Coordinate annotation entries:
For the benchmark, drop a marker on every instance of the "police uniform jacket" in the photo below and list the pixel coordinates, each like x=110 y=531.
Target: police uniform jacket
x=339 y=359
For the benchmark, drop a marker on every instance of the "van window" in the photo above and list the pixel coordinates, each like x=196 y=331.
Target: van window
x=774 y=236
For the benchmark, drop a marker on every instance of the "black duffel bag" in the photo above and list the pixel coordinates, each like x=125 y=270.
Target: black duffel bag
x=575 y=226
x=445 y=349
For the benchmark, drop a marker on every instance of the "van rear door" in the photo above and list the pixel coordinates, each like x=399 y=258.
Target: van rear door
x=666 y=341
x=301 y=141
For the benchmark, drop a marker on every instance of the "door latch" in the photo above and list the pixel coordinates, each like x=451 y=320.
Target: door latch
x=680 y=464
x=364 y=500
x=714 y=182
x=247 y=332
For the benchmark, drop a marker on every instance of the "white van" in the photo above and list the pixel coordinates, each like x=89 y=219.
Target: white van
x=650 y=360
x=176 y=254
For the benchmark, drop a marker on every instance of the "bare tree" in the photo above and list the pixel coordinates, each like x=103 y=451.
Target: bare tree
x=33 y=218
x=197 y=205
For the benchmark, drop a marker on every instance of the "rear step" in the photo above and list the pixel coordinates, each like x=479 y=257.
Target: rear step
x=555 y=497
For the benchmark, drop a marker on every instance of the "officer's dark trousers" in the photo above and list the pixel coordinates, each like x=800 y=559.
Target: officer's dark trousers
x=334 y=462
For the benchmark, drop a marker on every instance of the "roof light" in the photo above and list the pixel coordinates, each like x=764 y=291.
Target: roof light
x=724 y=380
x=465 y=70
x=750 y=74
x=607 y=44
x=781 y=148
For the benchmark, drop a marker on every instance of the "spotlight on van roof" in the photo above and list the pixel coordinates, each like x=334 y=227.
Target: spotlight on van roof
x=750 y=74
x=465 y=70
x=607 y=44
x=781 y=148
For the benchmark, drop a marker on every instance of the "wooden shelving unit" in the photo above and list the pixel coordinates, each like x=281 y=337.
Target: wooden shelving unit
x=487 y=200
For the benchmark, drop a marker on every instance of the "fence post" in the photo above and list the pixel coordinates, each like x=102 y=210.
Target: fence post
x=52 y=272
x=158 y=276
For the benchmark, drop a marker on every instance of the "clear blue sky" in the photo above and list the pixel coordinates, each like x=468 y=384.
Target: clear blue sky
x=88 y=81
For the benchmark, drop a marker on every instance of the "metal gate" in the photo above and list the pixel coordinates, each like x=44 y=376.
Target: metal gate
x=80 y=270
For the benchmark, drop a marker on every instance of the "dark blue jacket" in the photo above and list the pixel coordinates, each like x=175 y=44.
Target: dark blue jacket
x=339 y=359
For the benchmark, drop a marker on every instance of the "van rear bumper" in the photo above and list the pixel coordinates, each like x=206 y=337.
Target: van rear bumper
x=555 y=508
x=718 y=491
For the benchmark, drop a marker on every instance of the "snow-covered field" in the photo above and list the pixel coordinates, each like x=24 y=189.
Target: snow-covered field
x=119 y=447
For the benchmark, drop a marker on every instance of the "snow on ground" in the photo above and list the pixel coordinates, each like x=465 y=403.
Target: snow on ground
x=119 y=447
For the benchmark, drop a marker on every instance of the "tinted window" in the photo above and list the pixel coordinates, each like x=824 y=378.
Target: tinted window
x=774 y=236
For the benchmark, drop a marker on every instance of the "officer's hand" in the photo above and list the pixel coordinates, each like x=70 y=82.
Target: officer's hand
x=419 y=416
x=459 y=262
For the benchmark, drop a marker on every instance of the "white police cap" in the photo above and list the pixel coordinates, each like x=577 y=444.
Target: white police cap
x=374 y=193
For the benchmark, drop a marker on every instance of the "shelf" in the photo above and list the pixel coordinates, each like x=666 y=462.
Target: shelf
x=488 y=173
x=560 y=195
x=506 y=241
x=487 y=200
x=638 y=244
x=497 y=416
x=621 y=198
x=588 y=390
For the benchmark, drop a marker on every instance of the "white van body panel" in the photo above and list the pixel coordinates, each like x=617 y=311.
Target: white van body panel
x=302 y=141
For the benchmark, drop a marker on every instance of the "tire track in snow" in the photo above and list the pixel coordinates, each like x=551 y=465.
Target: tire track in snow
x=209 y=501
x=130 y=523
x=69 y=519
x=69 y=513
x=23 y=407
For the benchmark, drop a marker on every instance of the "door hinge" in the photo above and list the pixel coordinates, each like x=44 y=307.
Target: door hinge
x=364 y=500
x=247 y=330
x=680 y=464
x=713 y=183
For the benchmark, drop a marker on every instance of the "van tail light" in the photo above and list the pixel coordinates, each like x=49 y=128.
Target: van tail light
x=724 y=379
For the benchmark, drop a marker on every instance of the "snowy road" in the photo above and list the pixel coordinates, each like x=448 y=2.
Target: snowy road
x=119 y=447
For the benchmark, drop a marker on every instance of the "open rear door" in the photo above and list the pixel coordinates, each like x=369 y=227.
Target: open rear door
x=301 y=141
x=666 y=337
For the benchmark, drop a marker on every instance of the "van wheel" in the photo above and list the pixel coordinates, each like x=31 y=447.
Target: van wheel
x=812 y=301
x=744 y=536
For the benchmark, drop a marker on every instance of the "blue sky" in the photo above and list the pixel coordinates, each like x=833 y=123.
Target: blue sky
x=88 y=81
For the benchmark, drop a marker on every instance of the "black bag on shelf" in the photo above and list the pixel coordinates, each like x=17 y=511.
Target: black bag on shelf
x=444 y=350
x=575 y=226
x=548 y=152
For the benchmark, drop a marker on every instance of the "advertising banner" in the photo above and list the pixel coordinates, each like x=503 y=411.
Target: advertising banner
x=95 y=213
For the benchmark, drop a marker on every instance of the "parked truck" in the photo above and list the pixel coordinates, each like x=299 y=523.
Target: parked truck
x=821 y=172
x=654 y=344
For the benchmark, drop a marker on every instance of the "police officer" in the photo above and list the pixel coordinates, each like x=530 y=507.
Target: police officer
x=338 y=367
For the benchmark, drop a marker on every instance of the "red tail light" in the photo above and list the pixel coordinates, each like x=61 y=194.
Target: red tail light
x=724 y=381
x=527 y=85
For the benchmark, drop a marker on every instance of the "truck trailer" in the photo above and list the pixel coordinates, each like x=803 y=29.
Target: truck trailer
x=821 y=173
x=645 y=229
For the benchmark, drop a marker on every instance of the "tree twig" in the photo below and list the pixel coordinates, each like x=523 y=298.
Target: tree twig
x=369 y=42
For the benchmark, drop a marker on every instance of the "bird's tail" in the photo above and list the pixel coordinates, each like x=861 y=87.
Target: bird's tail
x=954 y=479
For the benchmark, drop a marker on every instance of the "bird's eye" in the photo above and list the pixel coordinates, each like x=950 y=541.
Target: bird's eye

*THE EXERCISE*
Take the line that contains "like x=369 y=227." and each line after it down to the last of the records, and retype them exactly; add nothing else.

*TASK ANSWER*
For the benchmark, drop a marker on every instance of the "open rear door" in the photo above and list the pixel coordinates, each like x=369 y=227.
Target: open rear door
x=301 y=141
x=666 y=337
For the benchmark, drop a marker on every instance of the "van wheel" in the photo above and list the pixel coordinates, each like x=31 y=447.
Target: van wheel
x=812 y=301
x=744 y=536
For the benchmark, drop a marker on every instance of the "blue sky" in the photo above and list the pixel coordinates, each like x=833 y=123.
Target: blue sky
x=88 y=81
For the benchmark, drop a marker on every instance of the "black bag on shelf" in the photo above and list the pixel coordinates, each like x=17 y=511.
Target: black bag on shelf
x=444 y=350
x=575 y=226
x=548 y=152
For the benchmark, drop a marker on every instance of the "advertising banner" in the photo above and list the pixel coordinates, each like x=503 y=411.
Target: advertising banner
x=95 y=213
For the benchmark, drop a marker on every instance of the "parked truck" in the photo above and list the pixel coordinates, each like x=299 y=523.
Target: parked truck
x=821 y=172
x=654 y=344
For the benchmark, drop a marker on every instance of the "police officer" in the photo above and list the pixel coordinates, each like x=530 y=507.
Target: police officer
x=338 y=367
For the benchmark, drop a marker on every instance of the "red tail light" in the photo above and list the pixel coordinates, each like x=61 y=194.
Target: red tail light
x=724 y=381
x=527 y=85
For the benchmark, drop a marker on every instance of the "truck trailer" in the photo above and list the pixel coordinates, each like x=803 y=29.
Target: truck trailer
x=821 y=173
x=645 y=229
For the benchmark, drop a marker on every instance of the "tree twig" in the photo below and list the pixel coordinates, each like x=523 y=298.
Target: tree twig
x=369 y=42
For the benchmark, drop a marker on every instance of the "bird's tail" in the photo above and list the pixel coordinates, each like x=861 y=87.
Target: bird's tail
x=954 y=479
For the benchmark, drop a marker on every instance of the "bird's eye" in the photo above and list the pixel coordinates, each like x=950 y=541.
Target: bird's eye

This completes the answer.